**Job:**
Reproduce verbatim the lines of the entries that run from the line containing "Every instance of the woman in dark coat gets" through the end of the entries, both ends included.

╭─ Source material

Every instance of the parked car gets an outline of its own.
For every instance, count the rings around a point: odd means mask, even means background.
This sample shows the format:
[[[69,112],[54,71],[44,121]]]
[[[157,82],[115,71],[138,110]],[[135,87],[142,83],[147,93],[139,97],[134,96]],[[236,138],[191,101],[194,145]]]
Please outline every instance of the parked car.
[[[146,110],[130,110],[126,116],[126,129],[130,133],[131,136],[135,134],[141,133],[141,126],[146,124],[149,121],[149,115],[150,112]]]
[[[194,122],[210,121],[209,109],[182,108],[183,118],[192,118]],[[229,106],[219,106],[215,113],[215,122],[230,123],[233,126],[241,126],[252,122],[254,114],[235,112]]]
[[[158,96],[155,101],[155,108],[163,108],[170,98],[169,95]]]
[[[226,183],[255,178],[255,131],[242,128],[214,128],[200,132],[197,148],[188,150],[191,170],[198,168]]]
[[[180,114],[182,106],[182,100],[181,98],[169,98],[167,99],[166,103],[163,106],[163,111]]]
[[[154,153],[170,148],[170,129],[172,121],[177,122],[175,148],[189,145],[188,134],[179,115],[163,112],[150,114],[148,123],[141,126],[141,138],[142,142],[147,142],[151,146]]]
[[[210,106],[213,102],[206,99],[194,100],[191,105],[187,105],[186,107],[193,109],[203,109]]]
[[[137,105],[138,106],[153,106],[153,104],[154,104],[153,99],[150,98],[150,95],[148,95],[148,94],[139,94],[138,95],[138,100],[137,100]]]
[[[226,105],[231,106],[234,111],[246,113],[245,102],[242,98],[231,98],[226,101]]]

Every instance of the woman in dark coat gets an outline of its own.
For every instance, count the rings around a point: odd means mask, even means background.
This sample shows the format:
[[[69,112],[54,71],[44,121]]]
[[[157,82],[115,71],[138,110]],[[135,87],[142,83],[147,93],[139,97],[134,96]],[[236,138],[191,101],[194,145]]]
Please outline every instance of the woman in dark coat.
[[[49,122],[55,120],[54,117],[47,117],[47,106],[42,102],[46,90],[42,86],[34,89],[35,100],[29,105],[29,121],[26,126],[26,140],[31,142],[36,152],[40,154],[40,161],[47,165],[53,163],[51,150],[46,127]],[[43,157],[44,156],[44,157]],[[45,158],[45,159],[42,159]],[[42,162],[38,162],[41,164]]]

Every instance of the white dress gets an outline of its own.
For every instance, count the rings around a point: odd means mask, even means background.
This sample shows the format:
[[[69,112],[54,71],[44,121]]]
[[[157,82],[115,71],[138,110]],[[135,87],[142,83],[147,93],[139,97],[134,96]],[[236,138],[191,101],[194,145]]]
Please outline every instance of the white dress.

╰─

**Correct result:**
Every instance of the woman in dark coat gets an outline of its own.
For every instance, count the rings around a point: odd means mask, even means background.
This sample shows the format:
[[[69,112],[54,71],[44,121]]]
[[[157,82],[115,71],[138,110]],[[135,87],[142,83],[147,93],[139,97],[134,96]],[[236,138],[191,101],[194,145]]]
Please outline every instance of the woman in dark coat.
[[[49,122],[55,120],[54,117],[47,117],[47,106],[42,102],[46,90],[42,86],[34,89],[35,100],[29,105],[29,121],[26,126],[26,140],[31,142],[36,152],[40,154],[40,161],[47,165],[53,163],[51,150],[46,127]],[[43,157],[44,156],[44,157]],[[45,158],[45,159],[42,159]],[[42,162],[38,162],[41,164]]]

Every instance of the white dress gets an outline of its own.
For every instance, count the rings around a point: odd means mask, even means background.
This sample shows the format:
[[[69,112],[54,71],[44,121]]]
[[[157,82],[115,71],[138,110]],[[135,87],[142,83],[147,93],[139,97],[134,96]],[[236,138],[191,101],[194,145]]]
Please outline every instance of the white dress.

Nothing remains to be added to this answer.